Pointing and labeling entries:
· · ·
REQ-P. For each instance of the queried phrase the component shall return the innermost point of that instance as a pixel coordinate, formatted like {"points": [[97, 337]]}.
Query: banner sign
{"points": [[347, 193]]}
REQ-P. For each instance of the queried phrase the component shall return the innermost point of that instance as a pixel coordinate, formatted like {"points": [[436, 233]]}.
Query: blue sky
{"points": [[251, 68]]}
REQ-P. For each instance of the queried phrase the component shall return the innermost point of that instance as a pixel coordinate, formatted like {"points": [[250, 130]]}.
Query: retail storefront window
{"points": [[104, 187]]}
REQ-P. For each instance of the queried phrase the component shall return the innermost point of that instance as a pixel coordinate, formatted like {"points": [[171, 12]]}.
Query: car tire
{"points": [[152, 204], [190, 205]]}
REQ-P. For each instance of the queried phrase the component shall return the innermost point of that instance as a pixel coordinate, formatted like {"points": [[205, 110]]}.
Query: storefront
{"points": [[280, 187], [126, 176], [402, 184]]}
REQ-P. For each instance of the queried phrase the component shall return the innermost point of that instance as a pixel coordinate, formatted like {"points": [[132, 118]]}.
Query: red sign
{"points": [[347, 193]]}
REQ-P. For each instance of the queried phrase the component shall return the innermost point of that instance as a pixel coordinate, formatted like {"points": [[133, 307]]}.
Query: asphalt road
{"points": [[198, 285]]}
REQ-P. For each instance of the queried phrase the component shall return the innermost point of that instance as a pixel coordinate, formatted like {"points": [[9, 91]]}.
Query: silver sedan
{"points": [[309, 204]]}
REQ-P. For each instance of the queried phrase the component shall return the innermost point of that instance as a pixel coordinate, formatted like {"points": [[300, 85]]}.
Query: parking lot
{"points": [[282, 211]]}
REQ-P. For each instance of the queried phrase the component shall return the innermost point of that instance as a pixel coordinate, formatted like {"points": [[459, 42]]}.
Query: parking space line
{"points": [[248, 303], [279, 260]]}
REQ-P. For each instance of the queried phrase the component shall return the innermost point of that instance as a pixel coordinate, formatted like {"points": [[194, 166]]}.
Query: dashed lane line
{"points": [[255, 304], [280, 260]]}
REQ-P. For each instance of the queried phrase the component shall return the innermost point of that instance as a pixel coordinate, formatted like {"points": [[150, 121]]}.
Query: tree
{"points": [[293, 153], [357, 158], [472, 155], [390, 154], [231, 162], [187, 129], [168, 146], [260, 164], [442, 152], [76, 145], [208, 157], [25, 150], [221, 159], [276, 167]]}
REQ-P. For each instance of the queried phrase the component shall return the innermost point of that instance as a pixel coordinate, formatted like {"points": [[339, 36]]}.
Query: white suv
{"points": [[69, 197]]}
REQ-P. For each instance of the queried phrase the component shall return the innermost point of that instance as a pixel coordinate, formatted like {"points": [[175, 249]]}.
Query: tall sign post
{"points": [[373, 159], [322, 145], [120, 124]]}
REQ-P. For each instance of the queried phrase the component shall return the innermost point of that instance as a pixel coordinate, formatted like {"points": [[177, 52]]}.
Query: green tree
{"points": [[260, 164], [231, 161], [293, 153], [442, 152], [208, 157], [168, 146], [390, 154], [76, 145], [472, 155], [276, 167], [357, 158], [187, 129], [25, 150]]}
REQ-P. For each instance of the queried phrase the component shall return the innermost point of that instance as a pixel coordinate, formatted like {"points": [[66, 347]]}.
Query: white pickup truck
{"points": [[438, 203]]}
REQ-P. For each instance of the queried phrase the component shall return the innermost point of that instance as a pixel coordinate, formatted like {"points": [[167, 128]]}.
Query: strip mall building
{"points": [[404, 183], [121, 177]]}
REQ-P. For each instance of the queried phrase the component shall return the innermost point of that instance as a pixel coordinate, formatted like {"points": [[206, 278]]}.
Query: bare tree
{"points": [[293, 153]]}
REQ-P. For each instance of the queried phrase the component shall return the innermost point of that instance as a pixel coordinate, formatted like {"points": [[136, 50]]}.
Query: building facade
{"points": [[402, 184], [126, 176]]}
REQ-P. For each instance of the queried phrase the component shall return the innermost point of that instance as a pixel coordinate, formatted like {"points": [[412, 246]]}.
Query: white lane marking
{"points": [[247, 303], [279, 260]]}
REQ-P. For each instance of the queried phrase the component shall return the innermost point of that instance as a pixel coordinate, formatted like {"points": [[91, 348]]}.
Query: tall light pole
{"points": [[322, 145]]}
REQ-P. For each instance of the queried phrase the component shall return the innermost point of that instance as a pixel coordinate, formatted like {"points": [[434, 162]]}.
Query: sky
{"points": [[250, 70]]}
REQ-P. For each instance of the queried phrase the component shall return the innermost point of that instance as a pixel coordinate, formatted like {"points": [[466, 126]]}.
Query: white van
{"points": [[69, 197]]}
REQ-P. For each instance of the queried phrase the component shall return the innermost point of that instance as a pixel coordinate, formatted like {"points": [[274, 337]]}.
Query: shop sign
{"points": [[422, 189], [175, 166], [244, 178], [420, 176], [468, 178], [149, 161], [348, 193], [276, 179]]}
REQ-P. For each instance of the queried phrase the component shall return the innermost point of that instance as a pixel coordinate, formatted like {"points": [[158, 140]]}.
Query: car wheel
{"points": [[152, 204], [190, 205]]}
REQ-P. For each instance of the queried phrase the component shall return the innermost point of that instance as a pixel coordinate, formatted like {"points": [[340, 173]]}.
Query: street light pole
· · ·
Report how many lines in the data above contain the string "tall". Give only the number.

TASK RESULT -
2